◆ **PROBLEM**
Your task is to filter the data below down to the lines holding "region".

◆ **Collected data entries**
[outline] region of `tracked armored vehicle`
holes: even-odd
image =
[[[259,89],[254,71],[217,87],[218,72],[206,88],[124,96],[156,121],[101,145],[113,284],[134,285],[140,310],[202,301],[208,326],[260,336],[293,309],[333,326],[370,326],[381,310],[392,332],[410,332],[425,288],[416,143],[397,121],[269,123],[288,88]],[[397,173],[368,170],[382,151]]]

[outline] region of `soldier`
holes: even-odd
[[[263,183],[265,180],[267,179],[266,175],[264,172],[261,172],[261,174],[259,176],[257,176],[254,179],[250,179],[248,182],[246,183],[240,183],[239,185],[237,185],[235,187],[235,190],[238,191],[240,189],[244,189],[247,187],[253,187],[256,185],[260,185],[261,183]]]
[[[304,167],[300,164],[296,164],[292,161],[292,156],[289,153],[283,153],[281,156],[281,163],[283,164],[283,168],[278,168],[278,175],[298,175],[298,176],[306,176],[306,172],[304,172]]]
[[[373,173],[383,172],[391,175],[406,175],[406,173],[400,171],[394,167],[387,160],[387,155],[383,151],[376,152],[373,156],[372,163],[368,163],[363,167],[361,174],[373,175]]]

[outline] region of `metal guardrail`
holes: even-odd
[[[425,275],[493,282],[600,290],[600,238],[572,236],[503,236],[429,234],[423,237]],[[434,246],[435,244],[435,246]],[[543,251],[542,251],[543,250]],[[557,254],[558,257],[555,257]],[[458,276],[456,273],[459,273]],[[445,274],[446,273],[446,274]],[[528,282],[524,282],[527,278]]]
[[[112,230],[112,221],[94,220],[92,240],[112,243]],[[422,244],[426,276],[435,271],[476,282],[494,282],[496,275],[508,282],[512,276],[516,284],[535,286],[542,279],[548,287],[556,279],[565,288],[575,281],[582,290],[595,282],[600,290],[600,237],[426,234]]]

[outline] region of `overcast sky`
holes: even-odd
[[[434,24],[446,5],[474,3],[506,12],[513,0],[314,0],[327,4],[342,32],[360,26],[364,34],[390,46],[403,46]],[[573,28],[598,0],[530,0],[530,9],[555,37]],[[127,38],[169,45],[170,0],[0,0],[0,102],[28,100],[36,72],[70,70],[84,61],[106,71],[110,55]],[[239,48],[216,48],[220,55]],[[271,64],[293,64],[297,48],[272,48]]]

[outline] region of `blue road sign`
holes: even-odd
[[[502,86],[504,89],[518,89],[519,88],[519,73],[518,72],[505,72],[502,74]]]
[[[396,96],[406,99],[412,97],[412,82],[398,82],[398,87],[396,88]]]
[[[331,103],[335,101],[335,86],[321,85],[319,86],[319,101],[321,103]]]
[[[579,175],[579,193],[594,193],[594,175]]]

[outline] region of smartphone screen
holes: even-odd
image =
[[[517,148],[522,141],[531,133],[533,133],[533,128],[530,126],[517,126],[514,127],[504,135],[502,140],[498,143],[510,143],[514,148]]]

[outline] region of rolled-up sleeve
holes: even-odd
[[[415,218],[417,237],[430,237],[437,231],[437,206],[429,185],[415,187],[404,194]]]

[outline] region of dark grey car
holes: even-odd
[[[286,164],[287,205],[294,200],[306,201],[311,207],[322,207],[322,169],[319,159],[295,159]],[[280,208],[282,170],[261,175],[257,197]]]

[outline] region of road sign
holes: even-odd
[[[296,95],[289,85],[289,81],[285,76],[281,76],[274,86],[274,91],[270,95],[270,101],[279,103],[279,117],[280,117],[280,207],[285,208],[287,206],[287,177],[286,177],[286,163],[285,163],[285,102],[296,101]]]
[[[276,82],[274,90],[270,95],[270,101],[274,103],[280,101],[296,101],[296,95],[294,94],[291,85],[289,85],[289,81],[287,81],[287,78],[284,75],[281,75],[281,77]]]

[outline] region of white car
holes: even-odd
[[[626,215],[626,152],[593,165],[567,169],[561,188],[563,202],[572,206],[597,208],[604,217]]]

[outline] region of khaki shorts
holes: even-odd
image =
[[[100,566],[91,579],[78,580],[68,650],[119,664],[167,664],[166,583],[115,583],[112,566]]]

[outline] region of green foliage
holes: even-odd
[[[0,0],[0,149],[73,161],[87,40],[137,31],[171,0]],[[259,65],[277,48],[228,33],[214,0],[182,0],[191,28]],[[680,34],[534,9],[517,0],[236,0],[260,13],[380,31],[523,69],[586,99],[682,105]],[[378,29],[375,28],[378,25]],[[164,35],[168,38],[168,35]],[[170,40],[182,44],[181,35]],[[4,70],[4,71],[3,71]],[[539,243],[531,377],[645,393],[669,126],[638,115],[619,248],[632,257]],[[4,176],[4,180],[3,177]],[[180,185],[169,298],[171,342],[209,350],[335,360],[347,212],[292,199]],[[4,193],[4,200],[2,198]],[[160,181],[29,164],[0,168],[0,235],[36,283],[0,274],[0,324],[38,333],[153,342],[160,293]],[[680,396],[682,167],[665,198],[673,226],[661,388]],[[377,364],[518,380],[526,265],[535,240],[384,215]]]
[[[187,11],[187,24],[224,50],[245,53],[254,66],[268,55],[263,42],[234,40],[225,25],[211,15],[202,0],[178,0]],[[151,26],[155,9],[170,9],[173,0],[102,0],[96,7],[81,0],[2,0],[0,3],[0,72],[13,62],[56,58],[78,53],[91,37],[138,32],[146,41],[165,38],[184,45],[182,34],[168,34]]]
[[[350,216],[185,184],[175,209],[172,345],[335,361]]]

◆ **RESULT OF THIS EXERCISE**
[outline] region of `tracked armored vehicle`
[outline] region of `soldier`
[outline] region of `metal guardrail`
[outline] region of `overcast sky`
[outline] region of `blue road sign`
[outline] region of smartphone screen
[outline] region of rolled-up sleeve
[outline] region of dark grey car
[outline] region of road sign
[outline] region of white car
[outline] region of khaki shorts
[outline] region of green foliage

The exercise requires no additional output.